◆ Records shown:
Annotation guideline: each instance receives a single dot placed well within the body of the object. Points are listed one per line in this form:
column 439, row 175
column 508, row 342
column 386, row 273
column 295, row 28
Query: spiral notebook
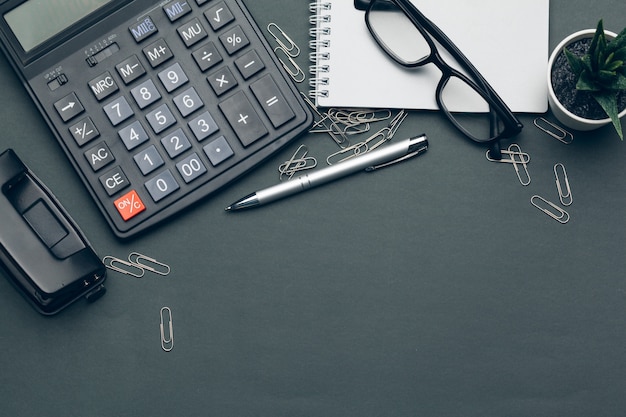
column 506, row 41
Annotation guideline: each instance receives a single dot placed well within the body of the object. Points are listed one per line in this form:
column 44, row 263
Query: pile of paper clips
column 136, row 265
column 343, row 125
column 520, row 160
column 286, row 51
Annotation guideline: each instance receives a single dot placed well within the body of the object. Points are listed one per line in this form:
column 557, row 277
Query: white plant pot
column 560, row 112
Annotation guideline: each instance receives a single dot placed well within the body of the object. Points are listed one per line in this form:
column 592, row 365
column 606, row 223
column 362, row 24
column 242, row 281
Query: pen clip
column 420, row 148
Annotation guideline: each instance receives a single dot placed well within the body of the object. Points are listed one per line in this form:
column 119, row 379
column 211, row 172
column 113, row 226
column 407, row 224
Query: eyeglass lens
column 462, row 103
column 397, row 33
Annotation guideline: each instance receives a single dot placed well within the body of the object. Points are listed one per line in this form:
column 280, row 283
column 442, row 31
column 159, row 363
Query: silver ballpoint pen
column 378, row 158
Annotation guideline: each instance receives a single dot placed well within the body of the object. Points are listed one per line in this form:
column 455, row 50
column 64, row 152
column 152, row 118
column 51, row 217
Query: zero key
column 272, row 101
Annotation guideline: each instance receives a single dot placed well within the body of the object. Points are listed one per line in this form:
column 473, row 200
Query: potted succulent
column 587, row 79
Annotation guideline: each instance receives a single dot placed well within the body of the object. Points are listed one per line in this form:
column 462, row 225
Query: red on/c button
column 129, row 205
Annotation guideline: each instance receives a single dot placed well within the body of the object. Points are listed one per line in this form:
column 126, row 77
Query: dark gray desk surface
column 430, row 289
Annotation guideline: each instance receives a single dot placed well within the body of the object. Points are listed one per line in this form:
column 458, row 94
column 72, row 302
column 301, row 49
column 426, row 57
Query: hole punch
column 290, row 47
column 545, row 206
column 153, row 265
column 167, row 338
column 127, row 268
column 565, row 197
column 553, row 130
column 516, row 151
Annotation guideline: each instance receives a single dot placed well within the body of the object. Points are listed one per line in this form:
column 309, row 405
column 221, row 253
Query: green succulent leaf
column 602, row 71
column 586, row 82
column 608, row 101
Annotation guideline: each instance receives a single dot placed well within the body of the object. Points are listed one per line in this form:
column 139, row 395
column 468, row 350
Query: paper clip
column 292, row 69
column 152, row 266
column 128, row 268
column 553, row 130
column 167, row 340
column 297, row 163
column 565, row 197
column 516, row 151
column 524, row 158
column 290, row 47
column 557, row 214
column 339, row 140
column 374, row 141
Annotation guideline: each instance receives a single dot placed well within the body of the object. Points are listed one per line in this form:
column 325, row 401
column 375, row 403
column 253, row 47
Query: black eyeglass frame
column 512, row 126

◆ Exercise: Write out an exact copy of the listing, first line through the line containing "column 557, row 277", with the pictures left out.

◆ Exercise answer:
Annotation guideline: each instance receives a single dot placed well within the body of the object. Points are listed one per line in this form:
column 439, row 175
column 508, row 342
column 386, row 273
column 295, row 28
Query: spiral notebook
column 506, row 41
Annotation guideline: each instance receives a single dot placed well within the body of the object. Points are listed one per line in this form:
column 44, row 263
Query: pile of paper clips
column 136, row 265
column 343, row 125
column 520, row 160
column 286, row 51
Annotation guideline: each instance receives a single dot placed well within the body of the object. Points are listed one per line in this form:
column 557, row 277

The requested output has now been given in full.